*** Begin section ***
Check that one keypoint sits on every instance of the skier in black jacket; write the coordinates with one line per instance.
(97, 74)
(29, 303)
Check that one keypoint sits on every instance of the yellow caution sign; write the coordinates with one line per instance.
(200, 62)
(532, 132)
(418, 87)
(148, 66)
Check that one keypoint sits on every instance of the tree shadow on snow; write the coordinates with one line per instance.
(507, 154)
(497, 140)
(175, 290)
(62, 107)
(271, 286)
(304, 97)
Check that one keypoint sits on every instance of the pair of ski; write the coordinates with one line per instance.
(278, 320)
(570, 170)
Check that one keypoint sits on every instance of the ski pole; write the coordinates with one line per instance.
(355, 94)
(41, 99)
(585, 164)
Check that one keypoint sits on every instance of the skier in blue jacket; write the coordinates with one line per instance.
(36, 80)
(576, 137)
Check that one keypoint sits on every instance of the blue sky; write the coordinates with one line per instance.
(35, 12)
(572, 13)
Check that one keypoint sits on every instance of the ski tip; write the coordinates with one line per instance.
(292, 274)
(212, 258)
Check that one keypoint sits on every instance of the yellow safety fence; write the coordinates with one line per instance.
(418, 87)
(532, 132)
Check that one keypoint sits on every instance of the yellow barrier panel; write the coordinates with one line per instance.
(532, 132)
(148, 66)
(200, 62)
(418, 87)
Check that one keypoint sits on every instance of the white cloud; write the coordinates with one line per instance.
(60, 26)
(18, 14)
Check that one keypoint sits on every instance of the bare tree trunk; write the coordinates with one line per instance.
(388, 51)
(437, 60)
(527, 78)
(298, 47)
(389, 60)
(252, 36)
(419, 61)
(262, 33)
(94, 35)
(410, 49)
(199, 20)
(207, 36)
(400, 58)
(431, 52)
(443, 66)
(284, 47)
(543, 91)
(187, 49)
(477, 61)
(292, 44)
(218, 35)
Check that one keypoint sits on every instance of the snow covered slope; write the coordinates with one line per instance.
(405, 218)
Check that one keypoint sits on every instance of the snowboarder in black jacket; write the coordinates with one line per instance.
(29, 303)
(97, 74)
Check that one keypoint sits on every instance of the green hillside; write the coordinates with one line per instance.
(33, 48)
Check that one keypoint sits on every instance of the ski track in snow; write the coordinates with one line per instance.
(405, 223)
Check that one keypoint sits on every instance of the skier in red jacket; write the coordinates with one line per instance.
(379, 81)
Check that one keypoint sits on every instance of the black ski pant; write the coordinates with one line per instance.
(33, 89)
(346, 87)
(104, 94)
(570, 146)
*** End section ***
- Exercise instructions: An exact reproduction of the data is required. Leave nothing out.

- Answer to this task:
Check that one keypoint sits on every instance of the skier in black jacket; write the coordinates with one line per instance.
(97, 74)
(29, 303)
Check that one keypoint sits on every instance of the yellow caution sign; write the coordinates with one line per instance.
(200, 62)
(532, 132)
(418, 87)
(148, 66)
Check that one keypoint sits on every instance of the tree shadow on snow; write the coordinates with one line per instance.
(507, 154)
(497, 140)
(175, 290)
(62, 107)
(271, 286)
(304, 97)
Check that one keypoint sits on every instance of the pair of ski; write the coordinates with one line per instance.
(278, 320)
(570, 170)
Check that one keypoint sits on every instance of the ski pole; write the coordinates with one line per instance.
(355, 94)
(41, 99)
(585, 164)
Check that one keypoint sits on every instance of the skier in blue jacket; write the coordinates with one line per instance.
(36, 80)
(576, 137)
Check that one keypoint sits on every instance of the blue sky; write the coordinates with one line per instance.
(35, 12)
(572, 13)
Check that one keypoint sits on every instance of the ski tip; write the coordinates with one line per instance.
(292, 274)
(212, 258)
Check that one keypoint sits on every instance of the yellow safety fence; write the coordinates with one line per instance.
(418, 87)
(532, 132)
Check that one keypoint sits on every instance of the yellow barrier panel; write the coordinates with one line per instance.
(532, 132)
(148, 66)
(200, 62)
(418, 87)
Check that one keypoint sits on every instance of the white cloud; write the coordinates with one line per instance.
(60, 26)
(18, 14)
Check that one keypoint sits on every instance of the bare tree trunk; write the coordinates with one line per instance.
(388, 51)
(437, 60)
(527, 78)
(298, 47)
(389, 60)
(252, 36)
(419, 61)
(262, 33)
(94, 35)
(410, 49)
(199, 20)
(207, 36)
(400, 58)
(431, 52)
(443, 66)
(284, 47)
(543, 91)
(187, 49)
(477, 61)
(292, 44)
(218, 35)
Check that one keypoint sits on every instance of the snow covered slope; write the coordinates with one line per instance.
(405, 218)
Check that one keypoint sits on every instance of the snowboarder in black jacket; write the coordinates with one line per instance.
(29, 303)
(97, 74)
Check that one keypoint sits on every instance of the green hillside; write the coordinates with one line per instance.
(33, 48)
Check that one keypoint sits on every instance of the ski track in snow; write the coordinates with one line per instance.
(405, 223)
Check that one keypoint sits on every instance of the skier in red jacket; write the coordinates with one line per instance.
(379, 81)
Check that one keypoint sits on every instance of the black ski pant; write the coordinates with one line per instance.
(33, 89)
(346, 87)
(104, 94)
(570, 146)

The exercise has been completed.